▼
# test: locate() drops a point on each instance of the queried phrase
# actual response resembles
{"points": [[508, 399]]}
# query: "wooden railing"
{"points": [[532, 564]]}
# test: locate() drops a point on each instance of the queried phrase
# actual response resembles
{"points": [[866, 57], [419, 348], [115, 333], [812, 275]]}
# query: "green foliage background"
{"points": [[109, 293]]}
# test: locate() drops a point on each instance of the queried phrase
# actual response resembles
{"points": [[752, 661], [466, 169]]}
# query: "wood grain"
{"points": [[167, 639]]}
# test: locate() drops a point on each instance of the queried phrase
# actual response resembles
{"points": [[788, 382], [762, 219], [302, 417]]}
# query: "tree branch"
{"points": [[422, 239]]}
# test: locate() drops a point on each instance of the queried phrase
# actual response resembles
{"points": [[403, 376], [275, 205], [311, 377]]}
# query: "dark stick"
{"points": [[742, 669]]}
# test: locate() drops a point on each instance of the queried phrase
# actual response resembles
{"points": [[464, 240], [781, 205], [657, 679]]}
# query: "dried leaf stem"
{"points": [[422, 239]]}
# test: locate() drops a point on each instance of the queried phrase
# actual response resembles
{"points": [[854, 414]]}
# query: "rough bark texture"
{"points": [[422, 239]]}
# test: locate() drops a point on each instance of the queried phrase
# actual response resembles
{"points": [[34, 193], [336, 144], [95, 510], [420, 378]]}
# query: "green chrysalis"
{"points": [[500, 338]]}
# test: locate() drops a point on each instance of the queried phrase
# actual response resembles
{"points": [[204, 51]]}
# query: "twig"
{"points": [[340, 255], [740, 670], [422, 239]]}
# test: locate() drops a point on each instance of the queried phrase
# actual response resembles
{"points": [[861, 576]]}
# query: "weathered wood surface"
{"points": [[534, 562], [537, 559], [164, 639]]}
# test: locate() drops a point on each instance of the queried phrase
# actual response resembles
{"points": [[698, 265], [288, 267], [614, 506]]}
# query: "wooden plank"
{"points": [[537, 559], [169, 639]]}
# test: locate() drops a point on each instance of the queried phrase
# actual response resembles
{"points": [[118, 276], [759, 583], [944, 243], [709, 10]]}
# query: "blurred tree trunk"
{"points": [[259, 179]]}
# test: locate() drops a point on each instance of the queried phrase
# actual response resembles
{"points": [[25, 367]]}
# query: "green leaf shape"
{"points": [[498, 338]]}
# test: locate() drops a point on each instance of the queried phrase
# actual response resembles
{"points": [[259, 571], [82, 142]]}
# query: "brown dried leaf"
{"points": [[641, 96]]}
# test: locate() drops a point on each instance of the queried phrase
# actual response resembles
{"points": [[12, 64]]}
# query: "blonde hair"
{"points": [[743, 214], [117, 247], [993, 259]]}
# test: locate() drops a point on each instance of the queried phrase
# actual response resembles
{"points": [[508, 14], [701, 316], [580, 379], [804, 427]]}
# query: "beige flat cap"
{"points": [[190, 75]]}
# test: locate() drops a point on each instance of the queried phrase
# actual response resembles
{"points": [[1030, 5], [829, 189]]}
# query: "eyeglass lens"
▲
__EXERCISE__:
Every line above should be printed again exactly as it stands.

__RESULT OF THE TASK__:
# test: locate() drops a point on each instance of the queried phrase
# actual response resembles
{"points": [[508, 399]]}
# query: "wooden railing"
{"points": [[532, 564]]}
# test: locate() drops a point on each instance of the queried phrase
# actual response resembles
{"points": [[866, 57], [419, 348], [115, 333], [812, 275]]}
# query: "green foliage background"
{"points": [[109, 293]]}
# test: locate() drops a point on each instance of the queried phrase
# actual response resembles
{"points": [[752, 661], [466, 169]]}
# query: "wood grain"
{"points": [[167, 639]]}
# test: locate() drops a point on each instance of the queried phrase
# actual response resembles
{"points": [[788, 382], [762, 219], [302, 417]]}
# query: "tree branch"
{"points": [[422, 239]]}
# test: locate() drops a point on each instance of the queried phrase
# actual response resembles
{"points": [[403, 376], [275, 205], [311, 377]]}
# query: "dark stick"
{"points": [[742, 669]]}
# test: locate() drops a point on each instance of the queried phrase
# actual response resembles
{"points": [[464, 240], [781, 205], [657, 679]]}
# query: "dried leaf stem"
{"points": [[422, 239]]}
# test: locate() drops a point on each instance of the queried phrase
# actual response resembles
{"points": [[854, 414]]}
# query: "rough bark texture"
{"points": [[422, 239]]}
# test: locate() drops a point on each instance of the queried phrase
# actual response resembles
{"points": [[34, 193], [336, 144], [95, 510], [420, 378]]}
# query: "green chrysalis"
{"points": [[500, 338]]}
# test: locate() drops a point on each instance of the queried phrase
# actual response resembles
{"points": [[204, 51]]}
# query: "twig"
{"points": [[340, 255], [740, 670], [422, 239]]}
# test: locate() drops a point on each instance of the queried phrase
# actual response resembles
{"points": [[861, 576]]}
# query: "weathered wood surface"
{"points": [[534, 562], [537, 559], [164, 639]]}
# test: locate() drops a point on each instance of the queried phrase
# actual response resembles
{"points": [[698, 265], [288, 267], [614, 506]]}
# query: "wooden plank"
{"points": [[537, 559], [169, 639]]}
# test: locate() drops a point on each instance of the queried phrase
# actual response resembles
{"points": [[118, 276], [759, 583], [944, 243], [709, 10]]}
# query: "blurred tree trunk"
{"points": [[259, 179]]}
# test: locate() drops a point on each instance of the queried phrase
# actual response resembles
{"points": [[25, 367]]}
# query: "green leaf shape"
{"points": [[498, 338]]}
# test: locate() drops a point on each instance of the queried phrase
# actual response resembles
{"points": [[259, 571], [82, 142]]}
# query: "brown dried leaf"
{"points": [[641, 96]]}
# test: locate() drops a point on each instance of the queried phrase
# actual response resembles
{"points": [[12, 64]]}
# query: "blonde hair"
{"points": [[743, 214], [117, 247], [993, 259]]}
# test: locate() drops a point on each instance of the queried phrase
# actual response resembles
{"points": [[508, 14], [701, 316], [580, 379], [804, 427]]}
# query: "beige flat cap"
{"points": [[190, 75]]}
# test: locate() drops a point on each instance of the queried phrase
# actual response resembles
{"points": [[1030, 5], [829, 189]]}
# query: "eyeglass lens"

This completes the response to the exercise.